TASK DETAILS:
Copy every one of the lines below word for word, omitting the pictures.

□ □ □ □ □ □ □

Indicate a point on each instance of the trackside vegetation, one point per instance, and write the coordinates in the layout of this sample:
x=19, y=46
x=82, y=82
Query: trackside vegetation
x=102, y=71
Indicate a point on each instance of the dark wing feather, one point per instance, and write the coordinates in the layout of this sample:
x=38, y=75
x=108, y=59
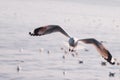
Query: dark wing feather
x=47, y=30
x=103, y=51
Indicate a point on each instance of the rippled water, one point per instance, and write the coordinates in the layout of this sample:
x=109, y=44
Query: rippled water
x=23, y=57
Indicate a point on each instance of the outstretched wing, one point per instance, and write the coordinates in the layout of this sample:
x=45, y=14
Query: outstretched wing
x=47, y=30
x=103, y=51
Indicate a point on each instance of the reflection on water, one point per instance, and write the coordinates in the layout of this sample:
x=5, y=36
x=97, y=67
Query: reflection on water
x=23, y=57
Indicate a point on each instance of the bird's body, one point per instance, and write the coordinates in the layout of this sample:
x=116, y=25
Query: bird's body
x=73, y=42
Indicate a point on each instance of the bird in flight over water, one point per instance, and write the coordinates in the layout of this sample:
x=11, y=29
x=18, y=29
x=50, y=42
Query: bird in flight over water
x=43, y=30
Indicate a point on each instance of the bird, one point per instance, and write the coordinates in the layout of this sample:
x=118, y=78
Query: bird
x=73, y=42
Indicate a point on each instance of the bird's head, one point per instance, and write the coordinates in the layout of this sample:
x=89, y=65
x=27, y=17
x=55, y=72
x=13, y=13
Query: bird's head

□ □ □ □ □ □ □

RESPONSE TO THE EXERCISE:
Indicate a point on each instance of the trackside vegetation, one point per instance, and write the coordinates in the layout of this sample:
x=19, y=46
x=82, y=82
Query: trackside vegetation
x=102, y=71
Indicate a point on each instance of the dark wing feather, one point per instance, and write the coordinates in the layout of this sample:
x=38, y=75
x=108, y=59
Query: dark wing feather
x=47, y=30
x=103, y=51
Indicate a point on each instance of the rippled water, one point per instance, and write the coordinates in the layout of this sample:
x=109, y=44
Query: rippled water
x=23, y=57
Indicate a point on each instance of the outstretched wing, one point per instance, and write the coordinates in the layout of this sample:
x=45, y=14
Query: outstretched wing
x=47, y=30
x=103, y=51
Indicate a point on each instance of the reflection on water, one point per instance, and write the coordinates in the layout of this sample:
x=5, y=36
x=97, y=67
Query: reflection on water
x=23, y=57
Indicate a point on each instance of the bird's body, one point per instance, and write the coordinates in the layout of this sample:
x=116, y=25
Query: bird's body
x=73, y=42
Indicate a point on each instance of the bird in flight over water, one point per instance, and write the coordinates in the layout of this sample:
x=11, y=29
x=18, y=29
x=50, y=42
Query: bird in flight over water
x=43, y=30
Indicate a point on each instance of the bird, one point per instance, and write the coordinates in the layout of this sample:
x=118, y=78
Query: bird
x=73, y=42
Indicate a point on each instance of the bird's head, one point per instance, and write the coordinates in the layout of this sample:
x=89, y=65
x=27, y=17
x=55, y=72
x=13, y=13
Query: bird's head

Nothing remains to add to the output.